**Gegebene Aufgabe**
Ermitteln Sie in den nachstehenden Datensätzen jede Zeile, die das Wort „rear“ enthält, und geben Sie diese Zeilen unverändert wieder.

**Datenzeilen**
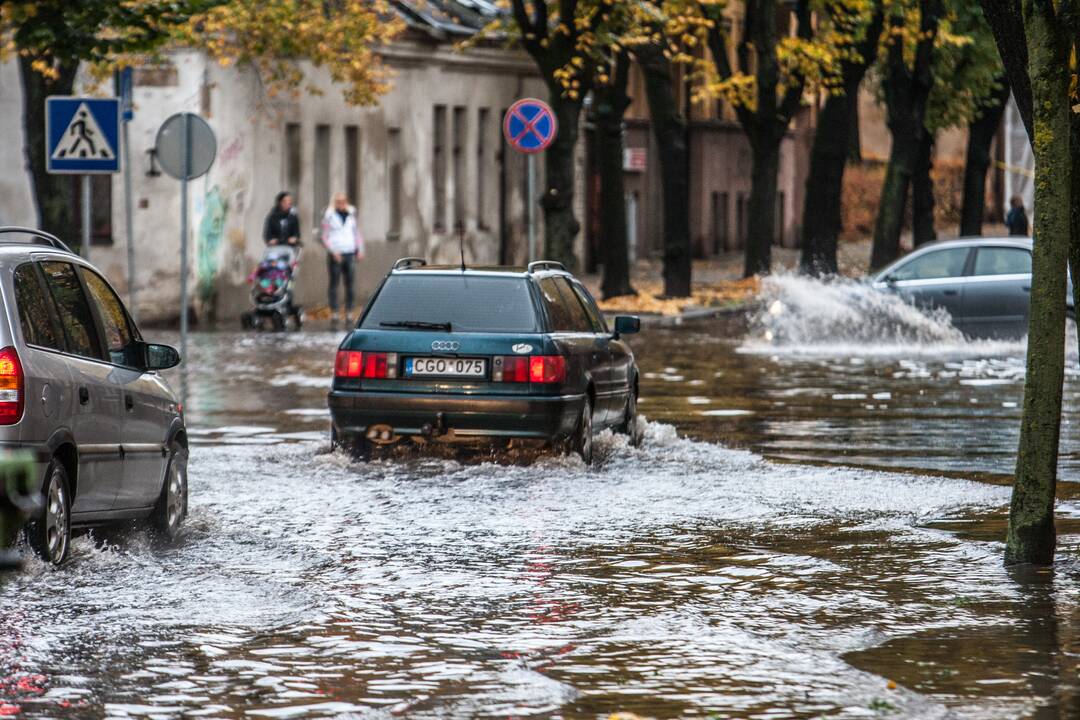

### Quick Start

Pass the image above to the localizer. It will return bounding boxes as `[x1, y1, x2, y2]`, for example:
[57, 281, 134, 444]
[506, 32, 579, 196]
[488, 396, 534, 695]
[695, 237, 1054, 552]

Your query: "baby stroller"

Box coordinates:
[240, 245, 303, 331]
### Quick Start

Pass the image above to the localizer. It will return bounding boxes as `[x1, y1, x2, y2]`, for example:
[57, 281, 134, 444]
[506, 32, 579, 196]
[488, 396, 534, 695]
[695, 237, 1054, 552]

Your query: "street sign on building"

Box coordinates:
[45, 96, 120, 175]
[622, 148, 649, 173]
[154, 112, 217, 390]
[502, 97, 558, 154]
[154, 112, 217, 180]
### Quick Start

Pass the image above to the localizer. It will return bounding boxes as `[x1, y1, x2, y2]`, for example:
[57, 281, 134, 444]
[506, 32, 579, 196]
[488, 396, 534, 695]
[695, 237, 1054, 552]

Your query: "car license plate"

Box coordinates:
[405, 357, 487, 378]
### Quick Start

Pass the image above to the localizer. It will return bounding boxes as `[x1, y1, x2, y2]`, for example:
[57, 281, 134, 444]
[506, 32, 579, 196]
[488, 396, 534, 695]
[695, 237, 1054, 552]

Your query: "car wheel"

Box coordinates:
[26, 459, 71, 567]
[570, 397, 593, 465]
[150, 443, 188, 540]
[619, 389, 643, 448]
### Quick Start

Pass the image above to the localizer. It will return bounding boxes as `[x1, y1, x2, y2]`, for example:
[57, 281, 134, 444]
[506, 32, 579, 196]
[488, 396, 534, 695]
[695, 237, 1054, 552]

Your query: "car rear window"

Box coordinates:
[975, 247, 1031, 275]
[361, 272, 537, 332]
[15, 263, 64, 350]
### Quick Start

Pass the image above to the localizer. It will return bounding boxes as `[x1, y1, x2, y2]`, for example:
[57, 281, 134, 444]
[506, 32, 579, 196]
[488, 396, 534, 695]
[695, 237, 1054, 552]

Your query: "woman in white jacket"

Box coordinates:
[322, 192, 364, 323]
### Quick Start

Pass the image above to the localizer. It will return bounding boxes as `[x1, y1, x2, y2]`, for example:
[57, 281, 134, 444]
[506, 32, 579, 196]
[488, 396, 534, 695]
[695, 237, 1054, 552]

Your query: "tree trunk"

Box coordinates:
[593, 52, 636, 299]
[18, 57, 82, 241]
[799, 90, 858, 276]
[870, 0, 944, 270]
[870, 134, 917, 270]
[912, 127, 937, 247]
[846, 92, 864, 164]
[980, 0, 1034, 139]
[634, 44, 692, 298]
[960, 78, 1009, 236]
[743, 134, 783, 277]
[799, 5, 883, 276]
[540, 90, 581, 272]
[1005, 0, 1072, 565]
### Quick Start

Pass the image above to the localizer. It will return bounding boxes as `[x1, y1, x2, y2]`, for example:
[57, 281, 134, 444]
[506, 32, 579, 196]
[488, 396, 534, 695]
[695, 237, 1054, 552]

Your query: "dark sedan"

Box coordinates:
[873, 237, 1075, 338]
[328, 258, 640, 463]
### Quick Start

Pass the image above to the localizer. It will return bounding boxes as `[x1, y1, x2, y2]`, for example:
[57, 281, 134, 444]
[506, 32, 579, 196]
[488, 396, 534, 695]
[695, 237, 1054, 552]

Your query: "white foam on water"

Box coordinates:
[739, 275, 1026, 357]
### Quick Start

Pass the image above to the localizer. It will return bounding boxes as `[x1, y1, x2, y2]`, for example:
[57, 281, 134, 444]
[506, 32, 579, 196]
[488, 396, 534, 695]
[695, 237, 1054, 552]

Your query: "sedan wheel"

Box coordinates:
[150, 444, 188, 540]
[619, 391, 644, 448]
[26, 460, 71, 566]
[570, 397, 593, 465]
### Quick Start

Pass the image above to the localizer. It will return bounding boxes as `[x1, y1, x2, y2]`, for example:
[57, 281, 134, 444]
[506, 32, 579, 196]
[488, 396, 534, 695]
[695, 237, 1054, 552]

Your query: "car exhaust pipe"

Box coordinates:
[420, 412, 446, 440]
[367, 425, 401, 445]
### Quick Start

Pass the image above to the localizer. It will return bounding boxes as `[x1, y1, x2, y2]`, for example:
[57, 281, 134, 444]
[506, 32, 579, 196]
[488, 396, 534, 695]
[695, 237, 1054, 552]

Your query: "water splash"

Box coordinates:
[740, 275, 1025, 355]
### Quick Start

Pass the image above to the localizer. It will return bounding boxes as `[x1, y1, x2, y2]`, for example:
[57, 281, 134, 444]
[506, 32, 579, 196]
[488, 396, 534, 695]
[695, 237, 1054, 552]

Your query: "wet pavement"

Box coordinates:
[6, 280, 1080, 718]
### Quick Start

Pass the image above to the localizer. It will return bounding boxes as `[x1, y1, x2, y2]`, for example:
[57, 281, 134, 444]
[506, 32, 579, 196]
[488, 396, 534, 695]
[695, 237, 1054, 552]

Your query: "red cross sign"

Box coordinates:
[502, 97, 558, 153]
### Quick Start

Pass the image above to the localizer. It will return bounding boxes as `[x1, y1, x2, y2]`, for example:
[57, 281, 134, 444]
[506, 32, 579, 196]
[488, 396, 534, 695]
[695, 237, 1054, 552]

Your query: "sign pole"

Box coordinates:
[180, 114, 191, 386]
[80, 175, 93, 260]
[525, 152, 537, 262]
[117, 68, 138, 323]
[502, 97, 558, 262]
[153, 112, 217, 402]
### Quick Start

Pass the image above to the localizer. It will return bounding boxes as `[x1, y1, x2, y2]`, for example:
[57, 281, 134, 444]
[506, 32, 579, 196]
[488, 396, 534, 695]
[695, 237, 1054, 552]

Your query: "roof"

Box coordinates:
[391, 0, 504, 40]
[393, 264, 528, 277]
[905, 235, 1035, 257]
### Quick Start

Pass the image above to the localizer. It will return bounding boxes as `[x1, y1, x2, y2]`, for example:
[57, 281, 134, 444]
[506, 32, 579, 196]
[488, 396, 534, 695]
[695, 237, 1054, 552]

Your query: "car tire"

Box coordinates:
[619, 389, 644, 448]
[570, 397, 593, 465]
[26, 458, 71, 567]
[150, 443, 188, 541]
[330, 427, 372, 460]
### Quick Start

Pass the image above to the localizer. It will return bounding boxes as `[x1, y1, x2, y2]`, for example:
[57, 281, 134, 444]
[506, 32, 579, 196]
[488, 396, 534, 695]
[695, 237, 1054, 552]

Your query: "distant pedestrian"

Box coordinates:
[1005, 195, 1030, 237]
[262, 191, 300, 245]
[322, 192, 364, 323]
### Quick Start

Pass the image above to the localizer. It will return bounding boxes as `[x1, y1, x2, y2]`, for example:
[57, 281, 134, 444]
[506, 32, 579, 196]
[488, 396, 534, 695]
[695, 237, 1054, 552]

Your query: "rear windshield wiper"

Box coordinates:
[379, 320, 450, 332]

**Gelöste Aufgabe**
Your query: "car rear window"
Your query: "rear windshield wiper"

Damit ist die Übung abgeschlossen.